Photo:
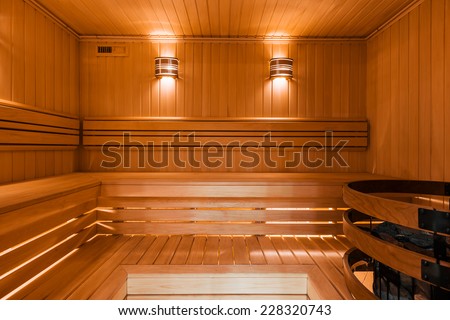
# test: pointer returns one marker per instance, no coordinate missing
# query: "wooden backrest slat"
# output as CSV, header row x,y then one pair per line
x,y
23,224
23,194
224,125
218,215
37,117
226,132
24,126
22,254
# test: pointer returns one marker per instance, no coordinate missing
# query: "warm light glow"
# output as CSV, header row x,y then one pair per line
x,y
280,84
281,68
167,83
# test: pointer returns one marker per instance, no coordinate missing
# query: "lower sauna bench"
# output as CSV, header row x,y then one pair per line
x,y
68,237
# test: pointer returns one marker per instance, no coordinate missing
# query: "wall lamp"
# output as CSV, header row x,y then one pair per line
x,y
281,68
166,67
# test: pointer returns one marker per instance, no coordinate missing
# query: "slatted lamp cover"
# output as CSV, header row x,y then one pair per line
x,y
166,67
281,68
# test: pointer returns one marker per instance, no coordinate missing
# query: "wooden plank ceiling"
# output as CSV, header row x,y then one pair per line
x,y
226,18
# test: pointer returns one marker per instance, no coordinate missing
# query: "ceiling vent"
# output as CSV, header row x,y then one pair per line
x,y
112,51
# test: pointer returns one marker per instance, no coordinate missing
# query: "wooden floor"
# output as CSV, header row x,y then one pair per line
x,y
97,259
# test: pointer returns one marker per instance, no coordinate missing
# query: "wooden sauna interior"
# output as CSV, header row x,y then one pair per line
x,y
235,218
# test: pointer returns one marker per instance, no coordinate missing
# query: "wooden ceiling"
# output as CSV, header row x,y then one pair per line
x,y
226,18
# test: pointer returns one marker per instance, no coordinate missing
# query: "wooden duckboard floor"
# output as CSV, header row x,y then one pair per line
x,y
122,266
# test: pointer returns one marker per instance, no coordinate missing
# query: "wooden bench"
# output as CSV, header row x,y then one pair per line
x,y
23,127
85,226
224,203
41,222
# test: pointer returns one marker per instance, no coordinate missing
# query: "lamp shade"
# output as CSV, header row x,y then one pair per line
x,y
166,67
281,68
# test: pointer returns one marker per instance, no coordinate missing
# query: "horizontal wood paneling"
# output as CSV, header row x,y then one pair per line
x,y
39,63
408,99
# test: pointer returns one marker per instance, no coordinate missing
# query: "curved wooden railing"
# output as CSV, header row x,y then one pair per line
x,y
420,205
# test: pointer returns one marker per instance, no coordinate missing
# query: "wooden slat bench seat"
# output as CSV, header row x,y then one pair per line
x,y
224,203
86,226
41,222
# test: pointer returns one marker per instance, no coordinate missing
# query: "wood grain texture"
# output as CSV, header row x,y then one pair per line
x,y
200,18
406,102
247,93
40,68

- WHAT IS NEEDED -
Output the lines above in full and exactly as given, omitting any pictures.

- RESULT FOR THIS TASK -
Photo:
# test: pointer returns one marker per instance, no coordinate missing
# query: "wooden backrest slat"
# output as CSV, header row x,y then one pair per line
x,y
23,224
23,194
224,125
218,215
37,117
226,132
24,126
22,254
# test: pointer returns one marker per instance, no coordinate missing
# query: "warm light glow"
# output as CSV, header row x,y then one pair per line
x,y
280,84
281,68
167,83
# test: pointer returns one marker per instance, no coordinate missing
# query: "lower sauna bench"
# output as CSV, header row x,y then one pair per line
x,y
68,237
# test: pointer returns one marker per instance, no coordinate missing
# query: "wall lamp"
# output as CSV, header row x,y then one pair per line
x,y
281,68
166,67
# test: pointer returns one marker per instance, no coordinate missing
# query: "slatted lamp cover"
# output as CSV, header row x,y then one pair per line
x,y
166,67
281,68
# test: pointer returns one marker per instance, no coordinate missing
# query: "wooden plank ceiling"
# output as CSV, header row x,y then one pair per line
x,y
226,18
# test: pointer returns one marker per instance, no coordinate missing
# query: "ceiling vent"
# output as CSV, header row x,y then one pair per line
x,y
112,51
# test: pointer returns one marker per instance, no coordinate missing
# query: "wooden floor"
# output as CSV, header row x,y then one pair per line
x,y
97,259
# test: pointer returns one marker per instance, no coordinate missing
# query: "wooden sauna interior"
# output as CSV, header row x,y then one pair per line
x,y
235,218
# test: pointer returns one marker per instance, no coordinate missing
# query: "wooden ceiling"
# output as CSV, header row x,y then one pair per line
x,y
226,18
# test: pointer returns one marker per instance, no coordinate missing
# query: "wooden duckboard floor"
# output as CSV, header row x,y then one pair per line
x,y
122,266
# test: pointer returns one marker per instance, no coordinate missing
# query: "wooden bench"
# output as CSV, header row x,y then one pair per line
x,y
23,127
85,226
224,203
41,222
# test: pointer returns one marker per instance, no coordinate missing
# query: "lamp shade"
# output as CSV, header row x,y then one pair per line
x,y
166,67
281,68
# test: pointer returns one marker per instance, no coordinate missing
# query: "horizontal wood paneling"
# output as CSV, header row x,y then one pair per line
x,y
39,63
408,99
# test: pointer returns one marker per instance, no coordinate missing
# query: "curved wooden railing"
# output as CSV, header row x,y then one pair per line
x,y
420,205
# test: pointer returns one marker per instance, no coordinate missing
# query: "wooden slat bench seat"
# output as CSV, header row x,y then one pair per line
x,y
224,203
86,226
41,222
# test: pointer returns one marker per instance, no coordinate missing
# query: "wood grain texture"
# output as CSV, header row x,y then one pair per line
x,y
200,18
406,102
247,93
40,68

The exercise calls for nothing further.